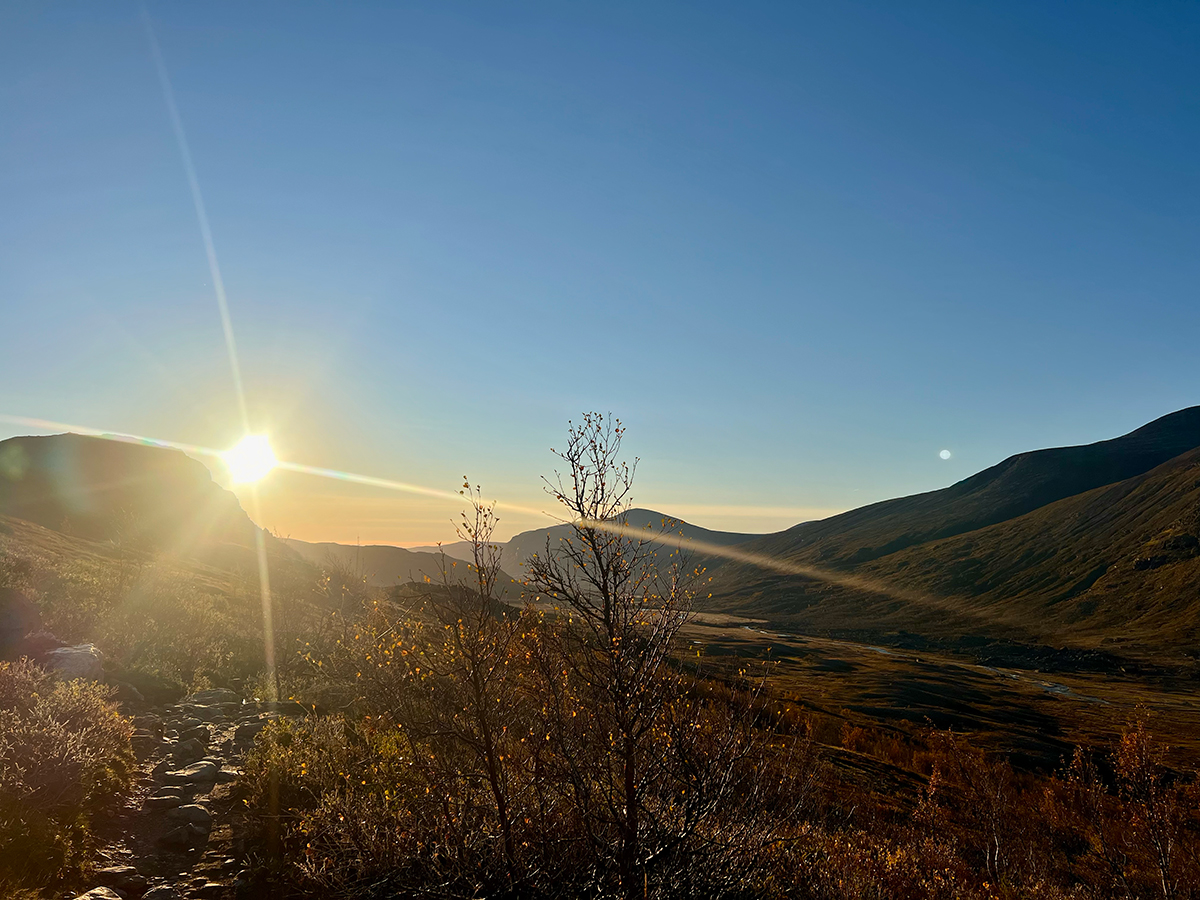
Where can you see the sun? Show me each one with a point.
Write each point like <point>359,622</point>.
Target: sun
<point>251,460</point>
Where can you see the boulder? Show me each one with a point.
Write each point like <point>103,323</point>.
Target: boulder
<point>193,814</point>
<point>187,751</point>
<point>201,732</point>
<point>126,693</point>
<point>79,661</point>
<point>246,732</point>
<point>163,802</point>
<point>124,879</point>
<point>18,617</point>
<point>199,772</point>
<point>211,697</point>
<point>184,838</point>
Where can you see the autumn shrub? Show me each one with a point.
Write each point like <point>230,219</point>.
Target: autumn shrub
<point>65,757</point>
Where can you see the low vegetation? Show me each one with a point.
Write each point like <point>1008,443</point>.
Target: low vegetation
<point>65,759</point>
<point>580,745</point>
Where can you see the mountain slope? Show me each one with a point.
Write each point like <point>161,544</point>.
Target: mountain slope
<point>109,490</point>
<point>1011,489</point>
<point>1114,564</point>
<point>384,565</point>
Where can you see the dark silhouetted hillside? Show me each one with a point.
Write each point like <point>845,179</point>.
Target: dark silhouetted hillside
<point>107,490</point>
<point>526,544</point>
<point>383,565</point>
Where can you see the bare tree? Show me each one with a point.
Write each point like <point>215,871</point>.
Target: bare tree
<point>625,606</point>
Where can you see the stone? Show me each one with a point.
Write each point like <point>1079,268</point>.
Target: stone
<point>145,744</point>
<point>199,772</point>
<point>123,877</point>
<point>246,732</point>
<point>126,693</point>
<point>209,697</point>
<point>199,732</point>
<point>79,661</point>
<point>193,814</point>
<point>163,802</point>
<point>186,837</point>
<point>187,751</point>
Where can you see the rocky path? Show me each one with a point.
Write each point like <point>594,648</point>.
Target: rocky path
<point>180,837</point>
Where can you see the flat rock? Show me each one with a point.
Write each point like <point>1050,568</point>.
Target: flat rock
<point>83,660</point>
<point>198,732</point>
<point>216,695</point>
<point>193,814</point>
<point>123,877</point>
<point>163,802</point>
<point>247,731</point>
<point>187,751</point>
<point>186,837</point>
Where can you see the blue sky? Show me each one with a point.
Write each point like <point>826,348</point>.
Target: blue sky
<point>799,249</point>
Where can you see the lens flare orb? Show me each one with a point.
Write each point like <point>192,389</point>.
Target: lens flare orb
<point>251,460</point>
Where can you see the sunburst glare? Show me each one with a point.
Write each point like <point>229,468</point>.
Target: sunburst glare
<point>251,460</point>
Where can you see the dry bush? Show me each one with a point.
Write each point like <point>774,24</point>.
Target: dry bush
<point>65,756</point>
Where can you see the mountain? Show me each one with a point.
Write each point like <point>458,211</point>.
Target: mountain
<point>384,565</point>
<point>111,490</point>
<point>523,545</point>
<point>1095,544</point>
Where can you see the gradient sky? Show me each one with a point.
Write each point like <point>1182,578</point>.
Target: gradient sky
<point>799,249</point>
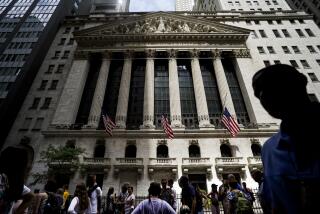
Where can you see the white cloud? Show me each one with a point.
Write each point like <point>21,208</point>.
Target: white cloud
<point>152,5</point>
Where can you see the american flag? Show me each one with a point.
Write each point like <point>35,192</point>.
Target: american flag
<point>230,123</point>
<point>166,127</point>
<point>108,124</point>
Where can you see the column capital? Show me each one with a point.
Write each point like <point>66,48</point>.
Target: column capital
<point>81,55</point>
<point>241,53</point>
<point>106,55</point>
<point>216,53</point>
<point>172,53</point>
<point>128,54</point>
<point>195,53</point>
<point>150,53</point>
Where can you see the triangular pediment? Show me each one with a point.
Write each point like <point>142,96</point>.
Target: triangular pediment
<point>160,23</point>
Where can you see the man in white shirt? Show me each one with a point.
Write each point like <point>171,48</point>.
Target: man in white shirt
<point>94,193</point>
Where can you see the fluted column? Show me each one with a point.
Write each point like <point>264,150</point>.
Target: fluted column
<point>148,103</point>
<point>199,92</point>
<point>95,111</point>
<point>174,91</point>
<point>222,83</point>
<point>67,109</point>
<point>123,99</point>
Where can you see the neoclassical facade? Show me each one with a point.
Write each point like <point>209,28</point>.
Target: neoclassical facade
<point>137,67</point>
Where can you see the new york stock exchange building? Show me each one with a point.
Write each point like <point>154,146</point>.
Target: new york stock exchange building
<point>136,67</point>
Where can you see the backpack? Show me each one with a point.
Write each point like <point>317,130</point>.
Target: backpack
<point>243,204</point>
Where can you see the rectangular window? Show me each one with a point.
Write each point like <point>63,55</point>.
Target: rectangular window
====
Assigned task:
Where a line of the records above holds the word "rectangular", copy that line.

Result of this exercise:
Where can you see the rectangular window? Show me each one with a point.
Target: rectangular window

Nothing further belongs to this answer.